*What you need to do*.
• a. In the helicopter flight account, does the text agree with each statement below? Answer yes or no for each, and quote the deciding words. (i) Fishman objected to the plan to fly low. (ii) While following the river, the airspeed was held at ninety knots. (iii) Paul chose to detour north around Lai Khe.
• b. What altitudes, in feet, does the helicopter flight account mention? List every one.

*Page text*.
● ● ● ● ●

From Phu Loi, it was a straight-shot flight up northwest to 3d Brigade HQ. The route—without artillery firing path deviations—would normally take us up over the heart of the Iron Triangle, on to the north of the Mushroom, then right on across the western edge of the Trap-ezoid to Dau Tieng. From my standpoint, staying at altitude always made for a boring flight, so before we got started that morning I asked my snake driver, Paul Fishman (Three Four), if he had any objection to me going down low for the course of the flight instead of camping on his wing at fifteen hundred feet. Realizing that with his scout down on the deck, there was always the chance of scaring up a little enemy activity, Fishman had no problem with my plan.
As soon as we cleared the base boundary, I flipped my weapons system to “arm” and the fire selector switch to “fire norm,” then settled in for the flight at an altitude of about twenty feet off the ground. After a couple of minutes I heard Three Four check in with Lai Khe artillery. They reported that they were firing 105 s into the northern area of the Iron Triangle, meaning that we would have to either detour up north around Lai Khe or head south to the Saigon River and follow it on up to Dau Tieng. Rather than go north, which was farther out of our way, Paul gave me a heading for the river. We turned west, picked up the Saigon River, and started following its general course around the southwestern edge of the Iron Triangle. I was cruising along right on top of the trees and holding airspeed at a consistent ninety knots.
I was relaxed. So was Parker. He was sitting on his little jump seat just watching the scenery go by. The collective control was resting on my left knee; I had hold of the cyclic and was flying the airplane with my left hand. With my right hand I was leisurely puffing on a cigarette. My right foot was dangling outside the cockpit door. It was another beautiful morning in sunny Vietnam.
We came up on the vicinity of our FSB Kien. It was just a few more minutes from there to Dau Tieng, and I was having so much fun that I thought I would play a little “pop-up” for the rest of the way. I dropped the bird down to an altitude of about two feet and moved the airspeed up to a hundred knots, then up to one hundred and ten. As we ripped along, I would yank back on the cyclic, which tilted the rotor disk to the rear, and pop the bird up and over the rice dikes and tree lines. Then I’d shove the cyclic stick forward again, which tilted the blades sharply forward and pushed the nose down, and drop to two feet. I was just plain hotdoggin’ it, and I loved it!

● ● ● ● ●

*Source data*.
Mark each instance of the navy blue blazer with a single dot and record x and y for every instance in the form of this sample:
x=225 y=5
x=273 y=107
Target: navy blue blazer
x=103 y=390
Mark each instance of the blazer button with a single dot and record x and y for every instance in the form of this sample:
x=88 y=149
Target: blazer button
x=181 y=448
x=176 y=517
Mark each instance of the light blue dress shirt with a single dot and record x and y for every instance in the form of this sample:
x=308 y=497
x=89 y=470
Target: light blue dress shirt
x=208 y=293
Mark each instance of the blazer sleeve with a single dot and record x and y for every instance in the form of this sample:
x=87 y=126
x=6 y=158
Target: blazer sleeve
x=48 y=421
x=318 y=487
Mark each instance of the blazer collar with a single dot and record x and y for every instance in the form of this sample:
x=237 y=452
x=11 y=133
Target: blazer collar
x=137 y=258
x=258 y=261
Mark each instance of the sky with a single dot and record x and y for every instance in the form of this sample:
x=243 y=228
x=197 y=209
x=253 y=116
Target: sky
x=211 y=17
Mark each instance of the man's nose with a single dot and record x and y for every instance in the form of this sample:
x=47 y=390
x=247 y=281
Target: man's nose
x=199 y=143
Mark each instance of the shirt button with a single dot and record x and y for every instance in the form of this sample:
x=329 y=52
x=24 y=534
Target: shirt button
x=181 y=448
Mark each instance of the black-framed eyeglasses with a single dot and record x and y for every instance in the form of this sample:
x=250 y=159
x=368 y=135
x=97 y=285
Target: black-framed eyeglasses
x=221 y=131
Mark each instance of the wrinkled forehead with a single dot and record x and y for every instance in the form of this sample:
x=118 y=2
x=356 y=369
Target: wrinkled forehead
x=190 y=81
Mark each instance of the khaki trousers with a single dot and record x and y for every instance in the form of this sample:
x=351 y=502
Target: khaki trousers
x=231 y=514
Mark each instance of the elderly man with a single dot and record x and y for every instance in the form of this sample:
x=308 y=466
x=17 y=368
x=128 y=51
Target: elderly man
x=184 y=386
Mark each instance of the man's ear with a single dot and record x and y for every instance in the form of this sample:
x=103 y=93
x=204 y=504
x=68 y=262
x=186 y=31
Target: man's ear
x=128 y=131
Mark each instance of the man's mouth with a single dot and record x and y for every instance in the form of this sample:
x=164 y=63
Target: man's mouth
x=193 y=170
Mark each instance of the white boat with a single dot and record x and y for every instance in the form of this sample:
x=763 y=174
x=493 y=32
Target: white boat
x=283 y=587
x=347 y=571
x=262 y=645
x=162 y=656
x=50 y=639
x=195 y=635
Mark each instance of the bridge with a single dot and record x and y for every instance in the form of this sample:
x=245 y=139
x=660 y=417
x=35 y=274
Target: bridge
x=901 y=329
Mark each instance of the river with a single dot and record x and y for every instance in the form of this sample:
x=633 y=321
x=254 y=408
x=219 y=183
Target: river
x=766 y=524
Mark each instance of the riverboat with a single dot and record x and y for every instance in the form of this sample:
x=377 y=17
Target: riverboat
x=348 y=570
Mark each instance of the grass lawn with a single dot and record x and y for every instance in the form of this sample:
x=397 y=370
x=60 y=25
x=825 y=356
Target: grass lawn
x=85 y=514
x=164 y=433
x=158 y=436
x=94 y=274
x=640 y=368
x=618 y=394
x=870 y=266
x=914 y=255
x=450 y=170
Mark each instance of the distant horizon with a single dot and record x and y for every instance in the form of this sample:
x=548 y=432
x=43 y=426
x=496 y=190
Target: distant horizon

● ● ● ● ●

*Exercise solutions*.
• a.
(i) No: "Fishman had no problem with my plan."
(ii) Yes: "holding airspeed at a consistent ninety knots."
(iii) No: "Rather than go north, which was farther out of our way, Paul gave me a heading for the river."

• b.
- Fifteen hundred feet
- About twenty feet
- About two feet